▶ **STATED TASK A**
For each statement (i), (ii), and (iii), say yes or no according to the Quadrivium glossary, and quote the words from the glossary that decide it. (i) The Quadrivium is the first of seven modules. (ii) A closed system interacts with its environment. (iii) A swimlane may be either a horizontal or a vertical section of a process model.
▶ **STATED TASK B**
Reproduce the Quadrivium glossary word for word from "1. Process. An" to "a unified whole.".
▶ **STATED TASK C**
Write the next part of the Quadrivium glossary, starting after its final entry.

▶ **PAGE EXCERPT**
** Start **

The Quadrivium is the first of seven modules of Septem Artes Administrativi, which is a course designed to introduce its learners to general concepts in business administration, management, and organizational behavior.


Outline

The predecessor lecture is Controlling Quarter.

Concepts

  1. Process. An action that individuals, groups, and organizations engage in as a result of inputs and that leads to certain outputs.
    • Input. A variable that leads to processes.
    • Output. An immediate and direct result of a process.
    • Organizational process asset. All materials used by groups within an organization to define, tailor, implement, and maintain their processes.
    • Technique. Techniques alter the way a business analysis task is performed or describe a specific form the output of a task may take.
  2. Process model.
    • Swimlane. The horizontal or vertical section of a process model that show which activities are performed by a particular actor or role.
  3. System. A set of interrelated and interdependent parts arranged in a manner that produces a unified whole.
    • System. A collection of interrelated elements that interact to achieve an objective. System elements can include hardware, software, and people. One system can be a sub-element (or subsystem) of another system.
    • System. A set of interrelated components working together to produce a desired result.
    • Mission. An undertaking that is supported by the system to be designed to be successful (e.g. space mission).
    • Open system. A system that interacts with its environment.
    • Closed system. A system that is not influenced by and does not interact with its environment.
    • External interface. An interface with other systems (hardware, software, and human) that a proposed system will interact with.
    • Boundary. A separation between the interior of a system and what lies outside.
    • Context diagram. An analysis model that illustrates product scope by showing the system in its environment with the external entities (people and systems) that give to and receive from the system.
      1. Context. The users, other systems and other features of the environment of the system that the system will interact with.

** End **

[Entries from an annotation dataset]

** Start **

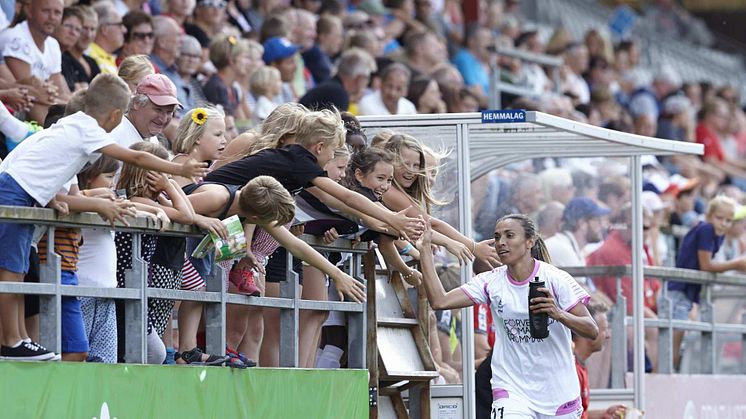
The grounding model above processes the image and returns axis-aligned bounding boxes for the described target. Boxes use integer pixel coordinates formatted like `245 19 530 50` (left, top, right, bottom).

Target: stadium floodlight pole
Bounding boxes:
456 122 476 419
630 154 645 411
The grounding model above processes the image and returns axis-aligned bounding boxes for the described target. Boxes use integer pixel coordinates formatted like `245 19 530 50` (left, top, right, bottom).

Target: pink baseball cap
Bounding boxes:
135 74 181 106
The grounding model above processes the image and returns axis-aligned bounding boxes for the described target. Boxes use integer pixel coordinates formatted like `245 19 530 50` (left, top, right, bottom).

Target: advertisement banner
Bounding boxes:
645 374 746 419
0 362 368 419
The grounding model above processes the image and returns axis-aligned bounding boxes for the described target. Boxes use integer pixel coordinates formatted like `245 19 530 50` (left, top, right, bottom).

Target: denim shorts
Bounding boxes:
61 271 88 353
668 290 694 320
0 172 36 274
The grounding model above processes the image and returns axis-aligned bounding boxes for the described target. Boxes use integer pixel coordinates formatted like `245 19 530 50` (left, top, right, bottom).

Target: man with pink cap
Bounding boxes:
111 74 181 147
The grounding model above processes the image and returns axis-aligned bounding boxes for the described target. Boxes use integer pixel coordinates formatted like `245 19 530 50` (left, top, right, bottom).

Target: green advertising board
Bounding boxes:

** End **

▶ **FINAL ANSWER A**
(i) Yes: "The Quadrivium is the first of seven modules of Septem Artes Administrativi"
(ii) No: "A system that is not influenced by and does not interact with its environment."
(iii) Yes: "The horizontal or vertical section of a process model"

▶ **FINAL ANSWER B**
1. Process. An action that individuals, groups, and organizations engage in as a result of inputs and that leads to certain outputs.
    • Input. A variable that leads to processes.
    • Output. An immediate and direct result of a process.
    • Organizational process asset. All materials used by groups within an organization to define, tailor, implement, and maintain their processes.
    • Technique. Techniques alter the way a business analysis task is performed or describe a specific form the output of a task may take.
  2. Process model.
    • Swimlane. The horizontal or vertical section of a process model that show which activities are performed by a particular actor or role.
  3. System. A set of interrelated and interdependent parts arranged in a manner that produces a unified whole.

▶ **FINAL ANSWER C**
  4. Business event. A system trigger that is initiated by humans.
    • Event. An event is something that occurs to which an organizational unit, system, or process must respond.
    • Temporal event. A system trigger that is initiated by time.
    • Event response table. An analysis model in table format that defines the events (i.e., the input stimuli that trigger the system to carry out some function) and their responses.
  5. Feedback. Information about the output of a system that can be used to adjust it.
    • Output. What is produced by a system.
    • Desired outcome. The business benefits that will result from meeting the business need and the end state desired by stakeholders.
  6. Systems engineering. The orderly process of bringing a system into being using a systems approach.
    • Engineering. The application of scientific principles to practical ends.
    • Systems approach. The application of a systematic disciplined engineering approach that considers the system as a whole, its impact on its environment and continues throughout the lifecycle of a project.
    • System design. The identification of all the necessary components, their role, and how they have to interact for the system to fulfill its purpose.
    • System integration. The activity of integrating all the components of a system to make sure they work together as intended.
    • Human factor. Also called ergonomics. The scientific discipline of studying interactions between humans and external systems, including human-computer interaction. When applied to design, the study of human factors seeks to optimise both human well-being and system performance.
    • Interdisciplinarity. People from different disciplines working together to design systems.
    • Specifications. The technical requirements for systems design.
    • Datapoint-device architecture.
    • Object-oriented modeling. An approach to software engineering where software is comprised of components that are encapsulated groups of data and functions which can inherit behavior and attributes from other components; and whose components communicate via messages with one another. In some organizations, the same approach is used for business engineering to describe and package the logical components of the business.
  7. Quality assurance (QA). The process of determining whether or not a product meets required specifications and customer expectations.
    • Quality. The degree to which a set of inherent characteristics fulfills requirements.
    • Quality assurance (QA). (1) The process of evaluating overall project performance on a regular basis to provide confidence that the project will satisfy the relevant quality standards. (2) The organizational unit that is assigned responsibility for quality assurance.
    • Quality assurance. Activities performed to ensure that a process will deliver products that meet an appropriate level of quality.
    • Six Sigma. A quality program designed to reduce defects and help lower costs, save time, and improve customer satisfaction.

Roles

Methods

Instruments

  1. Flowchart software.

Practices

The successor lecture is Operations Management Quarter.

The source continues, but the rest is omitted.